Entries for labeling bounding boxes:
--------------------------------

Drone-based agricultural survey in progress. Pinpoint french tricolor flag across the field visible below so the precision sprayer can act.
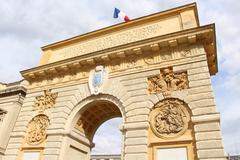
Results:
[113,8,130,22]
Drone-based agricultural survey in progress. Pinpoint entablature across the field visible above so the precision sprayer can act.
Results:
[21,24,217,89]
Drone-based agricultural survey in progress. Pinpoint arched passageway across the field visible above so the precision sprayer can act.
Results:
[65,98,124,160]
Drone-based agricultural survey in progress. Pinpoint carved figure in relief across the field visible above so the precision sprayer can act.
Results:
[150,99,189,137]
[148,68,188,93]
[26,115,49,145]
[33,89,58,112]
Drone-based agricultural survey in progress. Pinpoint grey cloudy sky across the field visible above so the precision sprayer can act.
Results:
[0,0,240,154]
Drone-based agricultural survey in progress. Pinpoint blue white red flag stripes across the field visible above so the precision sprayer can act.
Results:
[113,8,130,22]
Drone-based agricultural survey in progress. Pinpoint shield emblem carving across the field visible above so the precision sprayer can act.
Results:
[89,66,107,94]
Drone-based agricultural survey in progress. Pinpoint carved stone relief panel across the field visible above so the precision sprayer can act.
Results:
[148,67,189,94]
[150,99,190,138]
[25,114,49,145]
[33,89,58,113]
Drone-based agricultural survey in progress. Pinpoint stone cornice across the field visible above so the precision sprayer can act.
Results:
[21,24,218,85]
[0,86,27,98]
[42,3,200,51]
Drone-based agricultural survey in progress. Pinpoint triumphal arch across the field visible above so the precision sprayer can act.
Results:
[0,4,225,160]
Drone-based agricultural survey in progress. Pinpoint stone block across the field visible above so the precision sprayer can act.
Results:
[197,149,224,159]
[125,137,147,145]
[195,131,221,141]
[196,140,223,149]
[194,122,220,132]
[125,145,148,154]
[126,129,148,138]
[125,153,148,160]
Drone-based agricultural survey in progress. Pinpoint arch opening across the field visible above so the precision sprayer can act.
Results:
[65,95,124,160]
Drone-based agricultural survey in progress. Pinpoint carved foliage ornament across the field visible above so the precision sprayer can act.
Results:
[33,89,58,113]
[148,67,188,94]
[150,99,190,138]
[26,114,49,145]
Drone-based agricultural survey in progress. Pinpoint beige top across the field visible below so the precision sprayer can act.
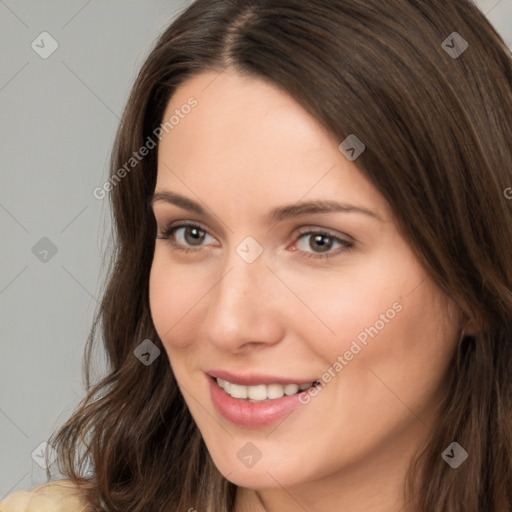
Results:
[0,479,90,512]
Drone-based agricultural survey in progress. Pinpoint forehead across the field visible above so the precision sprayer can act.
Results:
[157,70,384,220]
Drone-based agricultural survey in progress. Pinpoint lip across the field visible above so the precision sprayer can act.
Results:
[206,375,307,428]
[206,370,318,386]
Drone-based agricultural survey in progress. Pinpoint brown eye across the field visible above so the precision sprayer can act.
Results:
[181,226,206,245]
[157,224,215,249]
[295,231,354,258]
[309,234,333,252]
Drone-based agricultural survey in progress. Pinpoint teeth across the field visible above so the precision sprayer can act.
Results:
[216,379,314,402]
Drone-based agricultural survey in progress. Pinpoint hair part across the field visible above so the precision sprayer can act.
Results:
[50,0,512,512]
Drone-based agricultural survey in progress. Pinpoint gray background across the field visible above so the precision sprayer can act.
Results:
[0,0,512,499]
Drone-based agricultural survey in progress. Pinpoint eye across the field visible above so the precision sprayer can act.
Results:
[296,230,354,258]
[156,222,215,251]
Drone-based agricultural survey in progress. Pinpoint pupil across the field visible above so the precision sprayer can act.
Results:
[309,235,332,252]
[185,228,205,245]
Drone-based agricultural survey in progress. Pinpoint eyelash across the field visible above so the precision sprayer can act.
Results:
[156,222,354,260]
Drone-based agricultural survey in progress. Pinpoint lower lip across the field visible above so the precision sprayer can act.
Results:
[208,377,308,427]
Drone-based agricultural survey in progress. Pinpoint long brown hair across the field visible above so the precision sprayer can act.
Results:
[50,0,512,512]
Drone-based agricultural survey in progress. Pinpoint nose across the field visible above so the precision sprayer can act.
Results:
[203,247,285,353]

--------------------------------

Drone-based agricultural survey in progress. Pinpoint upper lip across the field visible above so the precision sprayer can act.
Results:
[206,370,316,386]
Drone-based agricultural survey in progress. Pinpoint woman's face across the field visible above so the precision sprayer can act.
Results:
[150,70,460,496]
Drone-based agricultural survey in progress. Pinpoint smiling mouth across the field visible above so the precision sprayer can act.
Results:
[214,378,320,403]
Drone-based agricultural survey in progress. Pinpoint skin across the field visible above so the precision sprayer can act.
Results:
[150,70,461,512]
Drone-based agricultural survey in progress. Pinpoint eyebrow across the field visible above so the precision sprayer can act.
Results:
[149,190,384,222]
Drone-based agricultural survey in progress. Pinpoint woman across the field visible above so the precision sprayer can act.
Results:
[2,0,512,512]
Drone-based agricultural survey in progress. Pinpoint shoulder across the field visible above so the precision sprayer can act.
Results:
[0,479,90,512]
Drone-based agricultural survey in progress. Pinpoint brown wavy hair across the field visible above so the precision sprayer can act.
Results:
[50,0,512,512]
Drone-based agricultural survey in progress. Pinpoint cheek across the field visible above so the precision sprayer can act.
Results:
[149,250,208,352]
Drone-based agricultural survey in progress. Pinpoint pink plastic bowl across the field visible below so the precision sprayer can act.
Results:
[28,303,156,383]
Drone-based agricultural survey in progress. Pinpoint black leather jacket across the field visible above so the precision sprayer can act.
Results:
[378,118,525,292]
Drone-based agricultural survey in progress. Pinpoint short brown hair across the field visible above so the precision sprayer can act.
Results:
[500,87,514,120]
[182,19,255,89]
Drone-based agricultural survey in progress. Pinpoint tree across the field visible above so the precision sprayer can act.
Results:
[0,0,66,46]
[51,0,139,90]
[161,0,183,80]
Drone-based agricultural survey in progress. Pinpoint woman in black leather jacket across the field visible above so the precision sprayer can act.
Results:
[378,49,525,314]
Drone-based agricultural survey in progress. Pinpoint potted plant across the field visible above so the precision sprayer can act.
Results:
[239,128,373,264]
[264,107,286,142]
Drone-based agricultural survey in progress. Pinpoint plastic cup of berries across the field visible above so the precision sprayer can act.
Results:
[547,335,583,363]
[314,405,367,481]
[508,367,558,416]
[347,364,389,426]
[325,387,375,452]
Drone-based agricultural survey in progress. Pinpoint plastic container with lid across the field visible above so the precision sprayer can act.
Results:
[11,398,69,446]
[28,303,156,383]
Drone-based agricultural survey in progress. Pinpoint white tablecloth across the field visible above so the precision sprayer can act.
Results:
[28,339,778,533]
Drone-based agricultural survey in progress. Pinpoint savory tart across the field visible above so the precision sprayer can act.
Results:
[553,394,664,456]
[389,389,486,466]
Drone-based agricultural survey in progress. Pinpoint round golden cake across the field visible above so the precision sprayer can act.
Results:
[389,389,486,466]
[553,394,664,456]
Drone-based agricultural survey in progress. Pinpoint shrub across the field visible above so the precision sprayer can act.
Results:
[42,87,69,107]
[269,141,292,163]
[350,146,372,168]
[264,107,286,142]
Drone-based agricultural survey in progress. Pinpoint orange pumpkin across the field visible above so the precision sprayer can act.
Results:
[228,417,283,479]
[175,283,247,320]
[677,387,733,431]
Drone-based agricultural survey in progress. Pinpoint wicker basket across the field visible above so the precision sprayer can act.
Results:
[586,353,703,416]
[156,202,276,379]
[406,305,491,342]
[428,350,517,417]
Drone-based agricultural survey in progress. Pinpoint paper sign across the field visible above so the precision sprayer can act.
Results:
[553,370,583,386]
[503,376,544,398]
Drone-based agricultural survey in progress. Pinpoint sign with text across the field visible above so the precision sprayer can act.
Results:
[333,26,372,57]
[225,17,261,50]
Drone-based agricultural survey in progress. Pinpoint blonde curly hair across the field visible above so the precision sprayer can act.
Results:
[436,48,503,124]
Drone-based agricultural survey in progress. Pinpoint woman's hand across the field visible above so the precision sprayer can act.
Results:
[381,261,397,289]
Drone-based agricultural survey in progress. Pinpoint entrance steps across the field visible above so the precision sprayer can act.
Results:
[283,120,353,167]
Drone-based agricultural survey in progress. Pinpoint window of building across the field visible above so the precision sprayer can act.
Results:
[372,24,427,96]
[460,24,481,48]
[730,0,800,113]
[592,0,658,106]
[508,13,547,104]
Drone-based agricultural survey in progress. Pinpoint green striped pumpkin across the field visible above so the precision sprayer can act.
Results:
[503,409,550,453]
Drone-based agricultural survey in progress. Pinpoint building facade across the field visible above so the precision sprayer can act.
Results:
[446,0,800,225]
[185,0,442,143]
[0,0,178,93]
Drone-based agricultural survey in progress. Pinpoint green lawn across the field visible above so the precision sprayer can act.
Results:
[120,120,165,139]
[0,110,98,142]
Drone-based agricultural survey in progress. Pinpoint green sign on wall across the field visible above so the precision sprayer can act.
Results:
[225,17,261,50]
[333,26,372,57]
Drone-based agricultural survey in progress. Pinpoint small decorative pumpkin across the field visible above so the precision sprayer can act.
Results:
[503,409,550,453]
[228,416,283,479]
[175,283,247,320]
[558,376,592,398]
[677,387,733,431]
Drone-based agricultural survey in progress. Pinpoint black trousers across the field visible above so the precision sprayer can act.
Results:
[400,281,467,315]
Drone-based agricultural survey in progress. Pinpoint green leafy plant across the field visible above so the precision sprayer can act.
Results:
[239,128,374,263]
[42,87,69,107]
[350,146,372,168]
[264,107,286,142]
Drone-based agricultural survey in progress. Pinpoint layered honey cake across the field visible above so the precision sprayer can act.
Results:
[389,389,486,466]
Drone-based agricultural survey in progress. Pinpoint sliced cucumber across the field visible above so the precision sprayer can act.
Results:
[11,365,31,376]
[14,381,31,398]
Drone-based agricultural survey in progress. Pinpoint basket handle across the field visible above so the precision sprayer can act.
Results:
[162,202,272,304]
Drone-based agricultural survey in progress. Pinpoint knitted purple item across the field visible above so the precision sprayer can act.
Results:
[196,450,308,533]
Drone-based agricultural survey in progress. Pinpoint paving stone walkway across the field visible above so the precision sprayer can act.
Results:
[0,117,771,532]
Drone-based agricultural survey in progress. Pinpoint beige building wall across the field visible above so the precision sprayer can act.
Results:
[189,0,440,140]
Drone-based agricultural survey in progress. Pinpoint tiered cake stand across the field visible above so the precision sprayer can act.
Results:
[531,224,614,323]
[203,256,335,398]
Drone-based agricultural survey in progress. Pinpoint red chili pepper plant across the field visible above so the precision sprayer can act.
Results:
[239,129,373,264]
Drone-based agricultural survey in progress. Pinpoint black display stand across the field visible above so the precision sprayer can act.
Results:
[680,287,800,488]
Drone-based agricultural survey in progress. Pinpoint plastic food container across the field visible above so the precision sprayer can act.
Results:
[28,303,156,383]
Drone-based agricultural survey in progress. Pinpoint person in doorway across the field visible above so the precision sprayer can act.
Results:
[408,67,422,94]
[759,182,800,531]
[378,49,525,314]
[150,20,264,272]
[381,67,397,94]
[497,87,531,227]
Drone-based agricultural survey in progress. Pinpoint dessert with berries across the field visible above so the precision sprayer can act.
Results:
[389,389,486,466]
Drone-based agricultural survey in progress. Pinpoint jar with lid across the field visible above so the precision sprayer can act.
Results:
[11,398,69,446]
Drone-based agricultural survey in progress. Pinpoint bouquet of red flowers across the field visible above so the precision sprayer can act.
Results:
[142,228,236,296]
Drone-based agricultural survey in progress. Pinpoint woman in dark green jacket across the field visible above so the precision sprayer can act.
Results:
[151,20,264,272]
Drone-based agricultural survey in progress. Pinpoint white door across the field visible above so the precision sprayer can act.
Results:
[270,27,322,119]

--------------------------------

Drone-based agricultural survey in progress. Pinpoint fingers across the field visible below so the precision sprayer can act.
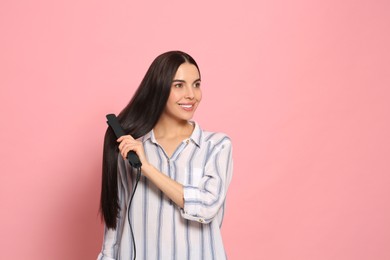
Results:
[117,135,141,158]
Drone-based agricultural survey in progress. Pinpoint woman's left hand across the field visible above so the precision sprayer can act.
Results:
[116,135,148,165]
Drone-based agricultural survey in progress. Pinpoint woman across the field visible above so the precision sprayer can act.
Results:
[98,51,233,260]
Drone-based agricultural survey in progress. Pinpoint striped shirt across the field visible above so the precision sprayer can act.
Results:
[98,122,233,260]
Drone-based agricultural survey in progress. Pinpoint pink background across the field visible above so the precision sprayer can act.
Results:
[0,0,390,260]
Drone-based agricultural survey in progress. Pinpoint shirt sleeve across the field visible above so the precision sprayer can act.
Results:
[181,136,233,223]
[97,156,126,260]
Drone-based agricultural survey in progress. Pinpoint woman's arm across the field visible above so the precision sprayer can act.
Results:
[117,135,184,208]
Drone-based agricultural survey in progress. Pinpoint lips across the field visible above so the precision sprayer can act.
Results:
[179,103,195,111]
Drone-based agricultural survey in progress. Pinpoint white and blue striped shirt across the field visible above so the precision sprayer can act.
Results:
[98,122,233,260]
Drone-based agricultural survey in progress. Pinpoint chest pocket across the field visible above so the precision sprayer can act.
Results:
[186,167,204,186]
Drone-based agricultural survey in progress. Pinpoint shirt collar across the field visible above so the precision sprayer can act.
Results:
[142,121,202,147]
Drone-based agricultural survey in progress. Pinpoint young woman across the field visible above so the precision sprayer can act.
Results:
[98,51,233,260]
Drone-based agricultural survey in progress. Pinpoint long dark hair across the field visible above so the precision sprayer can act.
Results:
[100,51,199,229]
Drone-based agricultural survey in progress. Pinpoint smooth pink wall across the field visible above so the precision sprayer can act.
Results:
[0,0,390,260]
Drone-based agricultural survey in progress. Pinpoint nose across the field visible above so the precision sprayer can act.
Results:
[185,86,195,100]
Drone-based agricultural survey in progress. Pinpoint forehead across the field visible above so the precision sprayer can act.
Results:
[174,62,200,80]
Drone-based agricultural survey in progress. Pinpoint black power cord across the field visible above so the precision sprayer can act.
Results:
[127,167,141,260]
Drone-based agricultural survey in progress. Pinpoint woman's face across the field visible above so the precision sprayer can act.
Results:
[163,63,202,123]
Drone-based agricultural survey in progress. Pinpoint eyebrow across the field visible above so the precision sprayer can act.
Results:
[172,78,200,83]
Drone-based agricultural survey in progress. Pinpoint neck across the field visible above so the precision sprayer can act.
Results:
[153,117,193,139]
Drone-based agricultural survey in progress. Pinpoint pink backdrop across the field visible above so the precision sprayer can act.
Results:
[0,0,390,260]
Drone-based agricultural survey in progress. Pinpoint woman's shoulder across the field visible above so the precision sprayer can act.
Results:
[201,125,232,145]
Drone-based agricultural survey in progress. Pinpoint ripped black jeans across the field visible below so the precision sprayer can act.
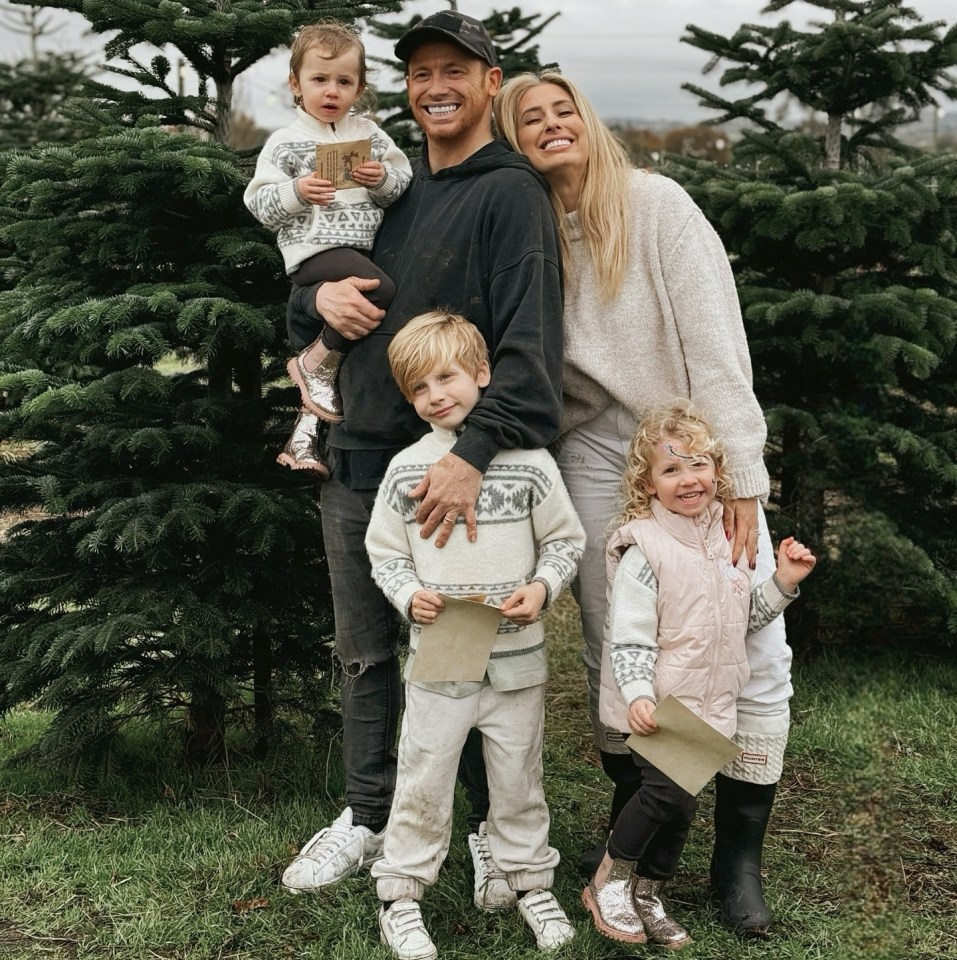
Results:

--------------------------------

Please rewrite the data in the part that opens with the line containing "Drone-based agricultural survey in progress. Pinpoint grey" and closes with the line containing "[157,70,384,220]", putting "stone molding" in place of "stone cornice" and keeping everything else unchanged. Leave the pictures out of your answer.

Drone-based agricultural survey in progress. Pinpoint grey cloudy sky across the field visible above so the precision sprayer can act.
Results:
[0,0,240,154]
Drone-based agricultural survey in progress. Pinpoint blue white red flag stripes across the field visible above so the precision sprayer can act.
Results:
[113,8,130,22]
Drone-based agricultural survey in progress. Pinpoint shield emblem carving across the field visible above so the precision sprayer can act.
Results:
[89,66,107,94]
Drone-based agricultural survey in progress. Pinpoint carved stone relief panel across the field visible above so the precision sprayer can act.
Results:
[148,67,189,94]
[150,99,190,138]
[25,114,49,145]
[33,89,58,113]
Drone-based agricultural survey in progress. Pinpoint stone molding across the field visible above so the precision sprayer can act.
Results:
[21,24,218,85]
[0,86,27,98]
[42,3,200,51]
Drone-based agricultural survey in progress. Pinpoint triumphal arch across the field visible above so the precision sprayer can act.
Results:
[0,4,225,160]
Drone-based agricultural survey in progress. Pinpoint stone block across the field visible above so the precision sprayer can act.
Results:
[197,149,224,159]
[125,137,147,145]
[195,131,221,141]
[196,140,223,149]
[194,122,220,132]
[125,145,148,154]
[126,129,148,138]
[125,153,148,160]
Drone-based agricultural survey in progress. Pinpoint arch opening across the field visible above so the precision sprayer can act.
Results:
[65,95,124,160]
Drone-based agricultural survey in progress. Pinpoint carved foliage ornament across the field visible above so the precision sprayer can act.
Results:
[33,89,58,113]
[148,67,188,94]
[150,99,190,138]
[26,114,49,145]
Drone-based agricultural survey in progress. Pinpoint beige top across the field visible below so the precision sprayer can act.
Results:
[0,479,90,512]
Drone-based agricultural survey in progress. Pinpoint forehead across the field visible above so the precision sprayer can act.
Results:
[157,70,384,220]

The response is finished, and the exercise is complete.